Natural language region descriptions
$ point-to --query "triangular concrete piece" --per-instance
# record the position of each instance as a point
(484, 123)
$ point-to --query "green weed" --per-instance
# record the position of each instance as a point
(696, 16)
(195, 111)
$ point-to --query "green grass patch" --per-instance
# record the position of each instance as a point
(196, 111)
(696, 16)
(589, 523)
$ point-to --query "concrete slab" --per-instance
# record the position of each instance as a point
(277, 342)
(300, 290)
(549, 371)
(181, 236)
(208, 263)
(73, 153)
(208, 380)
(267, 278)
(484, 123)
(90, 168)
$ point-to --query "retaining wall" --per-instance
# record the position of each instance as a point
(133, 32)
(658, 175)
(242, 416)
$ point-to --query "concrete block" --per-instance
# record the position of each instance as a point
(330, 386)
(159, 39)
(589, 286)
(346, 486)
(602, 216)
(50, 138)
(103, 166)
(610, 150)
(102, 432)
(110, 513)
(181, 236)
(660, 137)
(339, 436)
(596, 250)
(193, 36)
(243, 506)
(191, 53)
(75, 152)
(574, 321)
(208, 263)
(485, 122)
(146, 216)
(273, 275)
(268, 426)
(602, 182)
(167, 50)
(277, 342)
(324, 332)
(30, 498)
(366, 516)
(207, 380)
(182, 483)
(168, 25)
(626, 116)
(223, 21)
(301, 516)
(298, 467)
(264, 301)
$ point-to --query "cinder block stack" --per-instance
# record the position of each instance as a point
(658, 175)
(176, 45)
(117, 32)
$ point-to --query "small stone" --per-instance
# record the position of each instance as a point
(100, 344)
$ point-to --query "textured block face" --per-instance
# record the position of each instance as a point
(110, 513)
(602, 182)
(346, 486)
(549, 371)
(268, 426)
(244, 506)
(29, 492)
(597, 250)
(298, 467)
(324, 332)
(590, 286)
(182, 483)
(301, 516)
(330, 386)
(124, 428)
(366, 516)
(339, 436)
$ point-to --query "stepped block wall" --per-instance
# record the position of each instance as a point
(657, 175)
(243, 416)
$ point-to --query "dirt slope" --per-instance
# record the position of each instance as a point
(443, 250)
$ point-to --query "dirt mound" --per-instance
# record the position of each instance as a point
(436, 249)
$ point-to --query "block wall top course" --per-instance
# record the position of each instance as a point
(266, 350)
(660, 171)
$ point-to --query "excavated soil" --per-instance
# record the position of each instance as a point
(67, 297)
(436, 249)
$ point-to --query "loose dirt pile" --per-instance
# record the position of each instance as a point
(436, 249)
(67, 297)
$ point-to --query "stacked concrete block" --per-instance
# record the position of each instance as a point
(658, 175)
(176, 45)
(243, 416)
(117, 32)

WHAT IS EXPECTED: Retype the entries word for word.

RESULT:
$ point-to --query "triangular concrete piece" --per-instance
# record the position of each instance as a point
(484, 123)
$ point-to --query "green weed" --per-instance
# record the position of each instance as a point
(696, 16)
(195, 111)
$ point-to --query "green grass patch" --per-instance
# record the position of each instance as a point
(196, 111)
(696, 16)
(589, 523)
$ point-to --query "concrete slab" --per-instance
# record the position of each instance as a point
(277, 342)
(300, 290)
(549, 371)
(181, 236)
(208, 263)
(73, 153)
(208, 380)
(267, 278)
(484, 123)
(90, 168)
$ point-to --query "retaining wall" --per-instance
# record the position of each instance as a point
(133, 32)
(658, 175)
(242, 416)
$ point-to --query "concrete block" --per-instance
# record the position of each instance as a point
(330, 386)
(159, 39)
(589, 286)
(346, 486)
(602, 216)
(50, 138)
(103, 166)
(610, 150)
(102, 432)
(110, 513)
(181, 236)
(660, 137)
(339, 436)
(596, 250)
(193, 36)
(243, 506)
(191, 53)
(75, 152)
(574, 321)
(208, 263)
(485, 122)
(146, 216)
(273, 275)
(268, 426)
(602, 182)
(167, 50)
(277, 342)
(324, 332)
(30, 498)
(366, 516)
(207, 380)
(182, 483)
(168, 25)
(626, 116)
(223, 21)
(301, 516)
(298, 467)
(264, 301)
$ point-to --query "cinder block stack" --per-instance
# record the position of each instance as a point
(658, 175)
(176, 45)
(117, 32)
$ point-to --query "small stone" --per-instance
# record the position of each instance as a point
(100, 344)
$ point-to --query "textured block face" --per-instance
# record the position of each instance as a point
(110, 513)
(602, 182)
(346, 486)
(549, 371)
(268, 426)
(244, 506)
(29, 492)
(597, 250)
(298, 467)
(324, 332)
(590, 286)
(182, 483)
(301, 516)
(330, 386)
(124, 428)
(366, 516)
(339, 436)
$ point-to --query "stepped block wall" --per-instance
# record the position of each instance as a point
(657, 175)
(243, 416)
$ point-to --query "dirt slope" --per-instance
# record the position of each instance as a point
(443, 250)
$ point-to --query "dirt mound" --per-instance
# record the position of each instance as a point
(436, 249)
$ point-to --query "block wall top course" --per-instance
# record the position of each instance as a point
(266, 350)
(660, 171)
$ point-to --query "excavated soil" --per-instance
# record the position of each instance as a point
(67, 297)
(436, 249)
$ point-to --query "loose dirt pile" --per-instance
# record the position of each instance as a point
(436, 249)
(67, 297)
$ point-to --query "stacked concrete block" --per-instance
# record the position of each instance as a point
(658, 175)
(176, 45)
(243, 416)
(117, 32)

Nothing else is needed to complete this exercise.